[Excerpt provided]
↓

Using social as an influencer in retail has become an arena for creative innovation. Through various channels, fashion brands have gradually opened their exclusive doors to the consumer. A great example is Burberry, who recently initiated a “fashion first” by premiering its Spring/Summer ‘16 range through a behind-the-scenes photo shoot live on Snapchat. This follows from its Periscope premiere of the “London in Los Angeles” fashion show, which gave its followers unlimited access to all areas of the prestigious Griffith Observatory in Los Angeles, from back stage to the enviable front row. As a result of widening its social media participation, Burberry also experienced the largest audience growth on Instagram of any brand at London Fashion Week earlier this year, with nearly 74,000 new followers thanks to the event.
This was an eye-opening experience for customers and a bold move for the retailer, but could the idea of collaboration on social media be taken further upstream towards the source?
If a retailer wants to provide its customer with an experience that is tailored to their requirements in terms of choice, service and price then surely it makes sense to involve them in the process that actually brings the products into the store, website or catalogue. Should the retailer start involving the customer before the customer journey has, in the traditional sense, begun?
If a retailer were to explore the opportunity to collaborate with the consumer pre-production, using social media could be instrumental to the process. It’s an active, convenient, real-time channel to facilitate live feedback.

↑

[Source data]
↓

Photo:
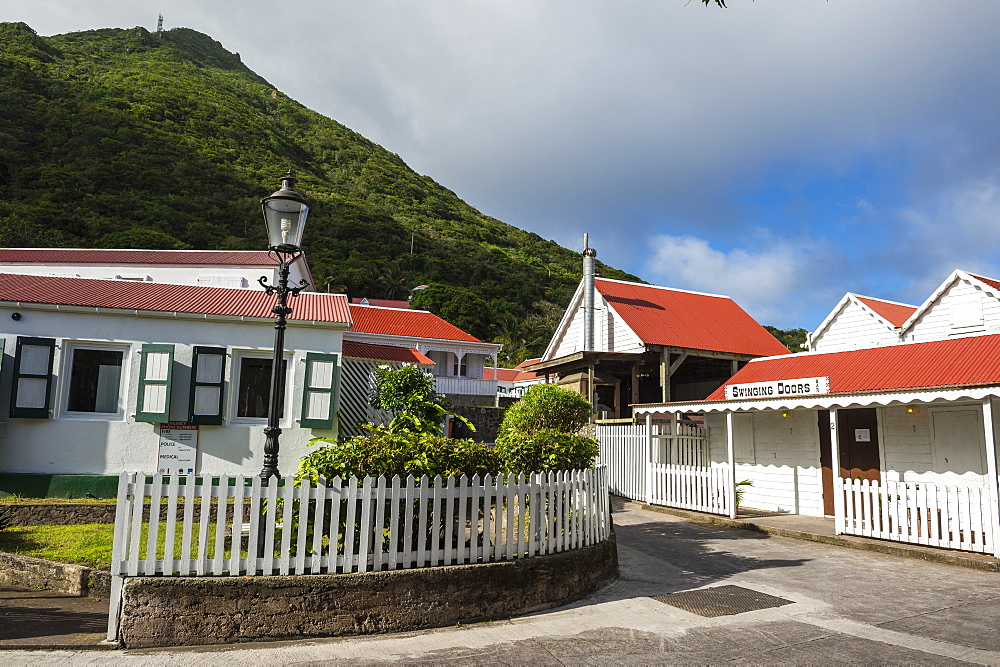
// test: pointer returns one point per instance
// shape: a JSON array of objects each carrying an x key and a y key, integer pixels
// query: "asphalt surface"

↑

[Exercise instructions]
**A)** Answer these questions from the text on social media in retail:
(i) On which platform did Burberry premiere its Spring/Summer '16 range through a live behind-the-scenes photo shoot?
(ii) At which venue was the "London in Los Angeles" fashion show held?
(iii) How does the final paragraph describe social media as a channel?
**B)** Rewrite the passage of the social media in retail text from "This was an" up to and including "towards the source?", replacing "bold move" with "daring step".
**C)** Continue the text on social media in retail from where it stops.
The material has no connection to the text on social media in retail.

[Responses for each task]
**A)**
(i) Snapchat
(ii) The Griffith Observatory in Los Angeles
(iii) As an active, convenient, real-time channel to facilitate live feedback

**B)**
This was an eye-opening experience for customers and a daring step for the retailer, but could the idea of collaboration on social media be taken further upstream towards the source?

**C)**
Nearly 75% of shoppers prefer using online media to discover new fashion trends. Imagine opening up a forthcoming season’s “look-book” to your customers and sharing the inspirations behind the designers’ and buyers’ thinking. With 73% of consumers saying that they actively engage with brands by commenting on posts, liking links and posting questions, consider the scale of indicative feedback you could receive, through something as simple as an A/B test on Instagram, or a Twitter poll. This type of invaluable feedback, carried out at very low cost, from a very real audience, could be critical when deciding which concepts to advance to production.
The same principle could be applied when considering price points. Are your target retail prices too high? (Or too low, for that matter?) Are there subtle regional differentiations in the amount consumers are willing to pay for an item?
Of course, in this hypothetical foray, we’ve neglected to mention a key element required on the retailer’s part: trust. Giving the consumer the power to see the previously unseen, and risk “leaking” next season’s trends to competition, as well as price points, is an obvious flaw. But, when consumers have entrusted retailers with their own data, from payments to preferences, is it not fair that the loyal brand advocate receives something more exclusive, and more personalised in return?
The idea of customer and retailer collaboration isn’t new; focus groups have been around for years. But today’s “always on” world facilitates touchpoints where retailers and customers can participate in the collaborative conversation in multiple ways, on any device, at any time of the day or night, anywhere in the world.
The sharing of ideas and opinions between the seller and the buyer means that both have a more insightful experience. A revolutionary customer experience, better customer satisfaction and increased customer loyalty of course mean greater profits for the retailer.